§ TASK: The entries are to be duplicated exactly, though any picture in them must be omitted.

╔══

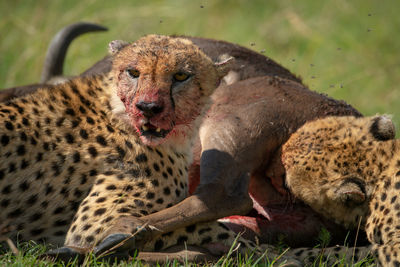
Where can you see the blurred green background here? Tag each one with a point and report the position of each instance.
(347, 49)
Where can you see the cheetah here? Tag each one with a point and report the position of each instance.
(79, 157)
(348, 169)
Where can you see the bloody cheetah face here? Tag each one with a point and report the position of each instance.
(164, 85)
(333, 164)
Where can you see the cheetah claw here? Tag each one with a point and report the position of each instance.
(116, 246)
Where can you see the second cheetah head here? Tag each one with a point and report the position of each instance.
(164, 83)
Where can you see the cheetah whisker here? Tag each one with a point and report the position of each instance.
(123, 241)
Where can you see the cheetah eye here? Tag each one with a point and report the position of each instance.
(134, 73)
(180, 76)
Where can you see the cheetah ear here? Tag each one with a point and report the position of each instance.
(115, 46)
(224, 65)
(382, 128)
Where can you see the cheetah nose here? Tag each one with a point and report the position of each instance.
(149, 109)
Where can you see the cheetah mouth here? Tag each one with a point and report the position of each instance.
(150, 130)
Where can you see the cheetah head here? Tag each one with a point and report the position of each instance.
(333, 164)
(163, 85)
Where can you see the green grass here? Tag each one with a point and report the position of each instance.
(347, 49)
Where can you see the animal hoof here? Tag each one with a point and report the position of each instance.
(64, 254)
(119, 246)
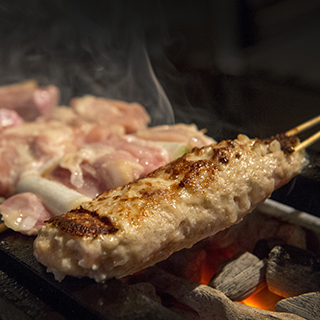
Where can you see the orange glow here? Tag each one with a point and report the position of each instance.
(213, 261)
(264, 299)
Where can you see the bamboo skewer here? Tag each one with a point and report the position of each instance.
(302, 127)
(308, 142)
(3, 227)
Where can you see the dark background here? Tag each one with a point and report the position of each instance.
(230, 66)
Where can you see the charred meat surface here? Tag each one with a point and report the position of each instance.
(173, 207)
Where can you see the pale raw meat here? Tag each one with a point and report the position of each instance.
(88, 148)
(188, 134)
(132, 116)
(24, 213)
(28, 146)
(29, 100)
(129, 228)
(9, 118)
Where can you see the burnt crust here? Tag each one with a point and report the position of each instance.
(187, 173)
(81, 222)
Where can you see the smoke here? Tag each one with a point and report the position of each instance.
(101, 48)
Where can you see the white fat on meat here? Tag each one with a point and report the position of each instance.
(24, 213)
(135, 226)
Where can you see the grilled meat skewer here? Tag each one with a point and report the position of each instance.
(129, 228)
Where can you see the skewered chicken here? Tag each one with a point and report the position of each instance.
(139, 224)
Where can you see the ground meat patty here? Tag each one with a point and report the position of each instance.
(135, 226)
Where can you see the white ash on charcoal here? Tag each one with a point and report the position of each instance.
(306, 305)
(257, 226)
(240, 277)
(187, 263)
(205, 302)
(292, 271)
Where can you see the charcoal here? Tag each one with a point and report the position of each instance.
(306, 305)
(292, 271)
(242, 276)
(208, 302)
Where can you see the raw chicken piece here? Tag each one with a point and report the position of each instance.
(28, 99)
(132, 116)
(135, 226)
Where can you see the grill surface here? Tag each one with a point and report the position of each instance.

╚══

§ WRITTEN ANSWER:
Where can you see the blurred green background here? Tag each one with a point and report the position of each instance.
(347, 49)
Where can you see the cheetah here? Tag each one with a point and report the position of each instance.
(79, 157)
(348, 169)
Where can you see the bloody cheetah face here? Tag each one with a point and report the position of each instance.
(164, 85)
(333, 164)
Where can you see the cheetah claw here? Tag each one with a point and report the position of each instance.
(116, 246)
Where can you see the second cheetah head here? Tag each one with a point and report the position of each instance.
(164, 83)
Where can you see the cheetah whisker here? Tag each one with a point and report the position of each instance.
(123, 241)
Where can you see the cheetah eye here? Tag each one with a point and report the position of each instance.
(134, 73)
(180, 76)
Where can you see the cheetah ear here? Tag each one with a point and report the position of each instance.
(115, 46)
(224, 65)
(382, 128)
Where can you see the cheetah nose here? Tag each one with a point and report the position of each instance.
(149, 109)
Where can you see the cheetah mouth here? Tag each one with a point and report the position of each instance.
(150, 130)
Where can you see the cheetah head here? Tag each one with a point and report the position of each instance.
(333, 164)
(163, 85)
Where can you see the green grass here? Tag each one with a point and report the position of each instance.
(347, 49)
Where can you see the animal hoof here? Tag each one with a point and report the position of each instance.
(64, 254)
(119, 246)
Where can you see the orange glow here? Tag each one with a point and report the position of each instance.
(213, 261)
(264, 299)
Where can you see the bamboo skewer here? Tag each one with a point and report the position of each instance.
(302, 127)
(308, 142)
(3, 227)
Where can you see the dark background here? Tag each one with a point and report the position of each instance.
(230, 66)
Where can you see the charred meat surface here? Tag each one with a point and report the position of each instance.
(173, 207)
Where can you see the pale raw meat here? Tag each one with a point and report the position of each instance.
(88, 148)
(188, 134)
(132, 116)
(24, 213)
(28, 146)
(29, 100)
(129, 228)
(9, 118)
Where can you see the burnt crust here? Tag each one with a point and report the position of each instance.
(187, 173)
(81, 222)
Where can you see the smoke here? Tag each one with a point and report the position of each instance.
(101, 48)
Where can you see the white fat on meat here? Tag each one with a point and report the position of each instance.
(24, 213)
(135, 226)
Where can you see the grilled meat skewer here? Tag each one with a point and report the position of each instance.
(129, 228)
Where can you see the skewered chicken here? Tag each one with a point and report the position of each instance.
(139, 224)
Where can you see the ground meat patty here? Tag each one with a point and report the position of each instance.
(135, 226)
Where can you see the white ash on charcoal here? Tag each one with a point and report the position of each instance.
(306, 305)
(257, 226)
(240, 277)
(187, 263)
(205, 302)
(292, 271)
Where can you see the charcoal here? Tag each one with a point and report the position of each instance.
(306, 305)
(292, 271)
(242, 276)
(208, 302)
Where can you see the raw chicken piece here? Tag each one with a point and report the position of each instance.
(28, 99)
(132, 116)
(135, 226)
Where can you see the grill surface here? Tag each one with a point and report the position of each instance.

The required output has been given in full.